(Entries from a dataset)
start
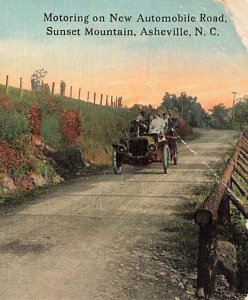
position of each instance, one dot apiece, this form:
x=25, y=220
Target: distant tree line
x=189, y=109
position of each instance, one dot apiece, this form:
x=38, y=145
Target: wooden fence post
x=7, y=85
x=20, y=88
x=79, y=93
x=53, y=88
x=205, y=262
x=88, y=97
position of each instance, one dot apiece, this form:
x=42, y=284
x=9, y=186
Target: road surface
x=94, y=238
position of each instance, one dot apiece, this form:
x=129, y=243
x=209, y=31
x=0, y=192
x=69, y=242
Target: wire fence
x=93, y=97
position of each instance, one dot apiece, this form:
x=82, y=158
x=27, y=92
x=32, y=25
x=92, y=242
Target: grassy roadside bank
x=45, y=140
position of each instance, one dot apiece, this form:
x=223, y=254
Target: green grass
x=100, y=125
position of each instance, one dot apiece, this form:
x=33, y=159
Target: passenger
x=137, y=126
x=157, y=125
x=172, y=123
x=166, y=120
x=143, y=124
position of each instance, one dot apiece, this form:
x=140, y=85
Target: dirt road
x=102, y=236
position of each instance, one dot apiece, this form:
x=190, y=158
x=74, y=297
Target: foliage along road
x=103, y=236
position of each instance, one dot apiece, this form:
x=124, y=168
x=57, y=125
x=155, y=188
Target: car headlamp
x=152, y=148
x=121, y=149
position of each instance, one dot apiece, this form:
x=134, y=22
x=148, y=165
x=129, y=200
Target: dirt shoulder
x=110, y=237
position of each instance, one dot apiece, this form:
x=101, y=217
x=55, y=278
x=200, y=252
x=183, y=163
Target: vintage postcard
x=123, y=149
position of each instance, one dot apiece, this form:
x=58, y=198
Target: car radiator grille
x=138, y=148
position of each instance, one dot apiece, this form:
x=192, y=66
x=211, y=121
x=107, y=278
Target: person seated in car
x=137, y=126
x=172, y=123
x=157, y=125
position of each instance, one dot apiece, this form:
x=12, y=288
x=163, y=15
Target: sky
x=141, y=68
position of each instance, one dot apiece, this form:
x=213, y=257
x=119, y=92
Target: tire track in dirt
x=97, y=237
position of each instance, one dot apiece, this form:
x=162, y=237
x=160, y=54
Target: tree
x=186, y=106
x=219, y=117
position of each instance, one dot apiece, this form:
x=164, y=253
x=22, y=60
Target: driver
x=157, y=125
x=137, y=126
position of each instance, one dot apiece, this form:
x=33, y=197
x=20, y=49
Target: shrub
x=50, y=130
x=12, y=124
x=71, y=126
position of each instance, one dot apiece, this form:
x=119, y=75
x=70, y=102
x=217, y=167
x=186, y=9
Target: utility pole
x=234, y=99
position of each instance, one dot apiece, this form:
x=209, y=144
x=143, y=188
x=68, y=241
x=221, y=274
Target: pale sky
x=140, y=68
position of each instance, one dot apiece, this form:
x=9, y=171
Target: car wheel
x=116, y=163
x=175, y=156
x=166, y=158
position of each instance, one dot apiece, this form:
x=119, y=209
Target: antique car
x=141, y=150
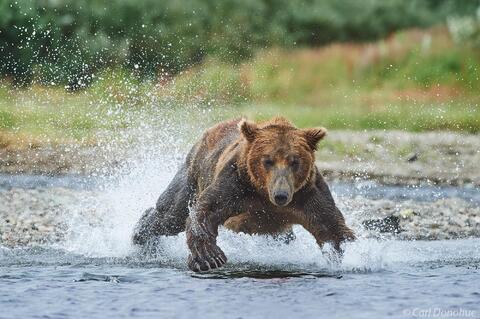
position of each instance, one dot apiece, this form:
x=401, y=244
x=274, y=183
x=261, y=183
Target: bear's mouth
x=280, y=198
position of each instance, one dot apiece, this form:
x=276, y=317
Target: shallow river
x=264, y=278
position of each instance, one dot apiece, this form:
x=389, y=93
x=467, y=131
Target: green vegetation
x=67, y=42
x=414, y=80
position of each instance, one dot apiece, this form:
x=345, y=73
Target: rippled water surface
x=377, y=279
x=96, y=273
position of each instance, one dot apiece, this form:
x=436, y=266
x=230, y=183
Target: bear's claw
x=206, y=258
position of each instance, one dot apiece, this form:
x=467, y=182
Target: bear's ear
x=249, y=129
x=314, y=135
end
Format the records above as a Markdown table with a "Row" column for the row number and a "Line" column for the line, skipping blank lines and leaving out the pictures. Begin at the start of the records and stop after the line that contains "x=103, y=236".

| Row | Line |
|---|---|
| 1 | position of each instance, one dot apiece, this form: |
| 2 | x=25, y=220 |
| 3 | Target: distant tree line |
| 4 | x=189, y=109 |
| 5 | position of each instance, one dot apiece, this form: |
| 6 | x=38, y=145 |
| 7 | Target: wooden fence post |
| 8 | x=7, y=85 |
| 9 | x=20, y=88 |
| 10 | x=79, y=93 |
| 11 | x=53, y=88 |
| 12 | x=205, y=262 |
| 13 | x=88, y=97 |
| 14 | position of each instance, one dot apiece, this form: |
| 15 | x=42, y=284 |
| 16 | x=9, y=186 |
| 17 | Target: road surface |
| 18 | x=94, y=238 |
| 19 | position of each instance, one dot apiece, this form: |
| 20 | x=129, y=243 |
| 21 | x=209, y=31 |
| 22 | x=0, y=192 |
| 23 | x=69, y=242 |
| 24 | Target: wire fence |
| 25 | x=93, y=97 |
| 26 | position of each instance, one dot apiece, this form: |
| 27 | x=82, y=158 |
| 28 | x=27, y=92 |
| 29 | x=32, y=25 |
| 30 | x=92, y=242 |
| 31 | Target: grassy roadside bank |
| 32 | x=45, y=140 |
| 33 | position of each instance, one dot apiece, this form: |
| 34 | x=223, y=254 |
| 35 | Target: green grass |
| 36 | x=100, y=125 |
| 37 | position of each instance, one dot apiece, this form: |
| 38 | x=33, y=159 |
| 39 | Target: passenger |
| 40 | x=137, y=126 |
| 41 | x=157, y=125 |
| 42 | x=172, y=123 |
| 43 | x=166, y=120 |
| 44 | x=143, y=124 |
| 45 | position of each instance, one dot apiece, this form: |
| 46 | x=140, y=85 |
| 47 | Target: dirt road |
| 48 | x=102, y=236 |
| 49 | position of each instance, one dot apiece, this form: |
| 50 | x=190, y=158 |
| 51 | x=74, y=297 |
| 52 | Target: foliage along road |
| 53 | x=103, y=236 |